EXERCISE DIRECTIONS -
Repeat word for word the lines from the one containing "For every instance of the upper" through the last of the items below, including both ends.

Entries from a point annotation set
•••
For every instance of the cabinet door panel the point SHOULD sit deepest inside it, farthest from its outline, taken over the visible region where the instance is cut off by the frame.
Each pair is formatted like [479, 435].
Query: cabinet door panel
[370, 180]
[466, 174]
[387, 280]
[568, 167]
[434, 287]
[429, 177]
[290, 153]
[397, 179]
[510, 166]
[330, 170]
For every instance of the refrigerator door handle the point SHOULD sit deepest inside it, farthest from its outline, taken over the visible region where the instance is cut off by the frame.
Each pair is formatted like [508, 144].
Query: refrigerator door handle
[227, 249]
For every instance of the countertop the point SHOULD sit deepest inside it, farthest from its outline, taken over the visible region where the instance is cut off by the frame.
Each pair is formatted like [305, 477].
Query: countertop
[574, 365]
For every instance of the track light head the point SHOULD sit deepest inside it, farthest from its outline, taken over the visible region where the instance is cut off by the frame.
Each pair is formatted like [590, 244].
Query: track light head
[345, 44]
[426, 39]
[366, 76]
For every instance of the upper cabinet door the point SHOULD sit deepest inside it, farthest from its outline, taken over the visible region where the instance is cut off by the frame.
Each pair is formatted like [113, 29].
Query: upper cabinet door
•••
RESULT FOR THIS EXERCISE -
For every instance of the upper cabinet door the point SHOULD sit deepest inside it, farthest from its outline, taken over the visible region where the instance is cut off by the frame.
Each pair is formatted like [113, 29].
Query: upper cabinet door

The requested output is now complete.